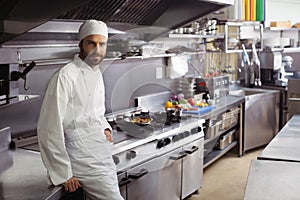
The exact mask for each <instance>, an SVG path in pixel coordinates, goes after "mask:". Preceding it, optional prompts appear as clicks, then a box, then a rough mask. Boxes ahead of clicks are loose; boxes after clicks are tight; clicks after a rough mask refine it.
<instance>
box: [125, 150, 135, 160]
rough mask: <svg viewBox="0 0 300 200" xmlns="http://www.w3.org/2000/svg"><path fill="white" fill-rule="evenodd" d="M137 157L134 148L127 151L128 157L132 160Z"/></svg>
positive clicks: (128, 159)
mask: <svg viewBox="0 0 300 200" xmlns="http://www.w3.org/2000/svg"><path fill="white" fill-rule="evenodd" d="M135 157H136V152H135V151H134V150H130V151H128V152H127V153H126V158H127V159H128V160H131V159H133V158H135Z"/></svg>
+++++
The problem: Your task is to copy each line of the data above that holds "rough".

Answer for the task:
The exact mask for each <instance>, an SVG path in pixel coordinates, goes after "mask:". Preceding it, optional prompts appear as clicks, then a box, then a rough mask. Boxes ahead of clicks are loose; boxes after clicks are tight; clicks after a rough mask refine it.
rough mask: <svg viewBox="0 0 300 200" xmlns="http://www.w3.org/2000/svg"><path fill="white" fill-rule="evenodd" d="M137 157L134 148L127 151L128 157L132 160Z"/></svg>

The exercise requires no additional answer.